Consigna ▸
Explique, con base en el texto sobre la inundación, por qué a María González le da miedo vivir situaciones como esta.

++++ Texto ++++

Hacia uno de esos autos se dirige Víctor Jara, de 43 años. Está desesperado. Sus hijos, de 8 y 3 años, quedaron atrapados por el agua en el barrio La Matera, cerca del arroyo Las Piedras. “Estoy tratando de sacarlos y llevarlos a donde vivo yo, pero no se puede. Hay agua en todo el pasillo, no pueden salir”, dice. Los chicos están con su mamá, sin luz, con la casa inundada y sin forma de moverse. Víctor teme que, si llueve más durante la noche, el nivel vuelva a subir. “No hay forma de que salgan si no baja algo”, dice, mientras sigue buscando cómo llegar hasta ellos.
“No dormí en toda la noche, el agua parecía que me iba a entrar en cualquier momento”, dice María González, mientras dirige la mirada hacia la puerta donde improvisó una barrera de arena para contenerla. Tiene 75 años y, aunque la casa resistió, pasó horas en vilo, sin pegar un ojo. “Le puse arena como pude… algo entró igual, pero zafé. Si sigue lloviendo, no sé si la voy a poder sacar otra vez”, cuenta con la voz entre el cansancio y la bronca. “Tengo hipertensión y diabetes. Me da mucho miedo vivir estas cosas porque también entra en juego mi salud, mi resistencia”, explica.
La lluvia no para y el miedo crece. Nadie sabe si el agua va a seguir subiendo o si lo peor ya pasó. Pero también preocupa lo que viene después, cuando todo esto termine y el agua baje. Porque ahí empieza otra parte difícil: ver lo que quedó, lo que se perdió y cómo seguir.

++++ Registros ++++

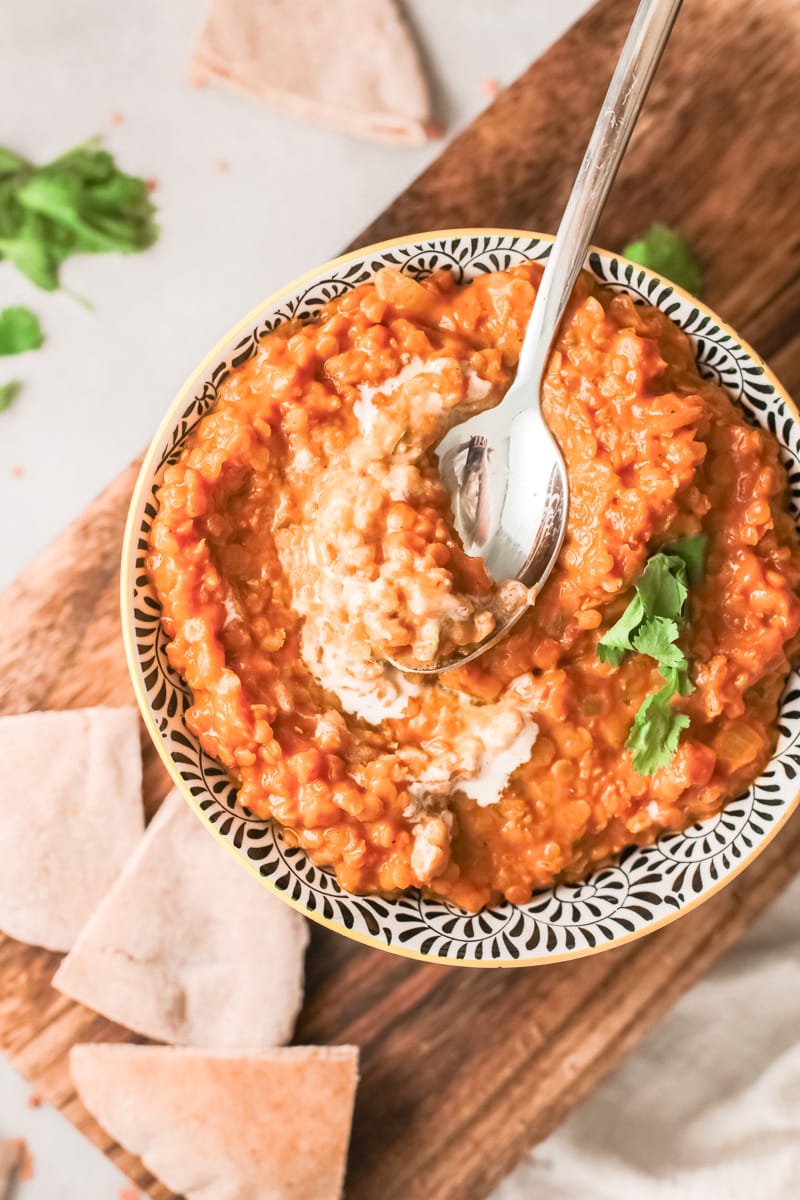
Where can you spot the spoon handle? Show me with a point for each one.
(618, 117)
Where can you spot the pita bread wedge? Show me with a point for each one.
(187, 947)
(70, 817)
(350, 64)
(227, 1126)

++++

Respuesta ▸
Porque tiene hipertensión y diabetes, y en estas situaciones también entran en juego su salud y su resistencia.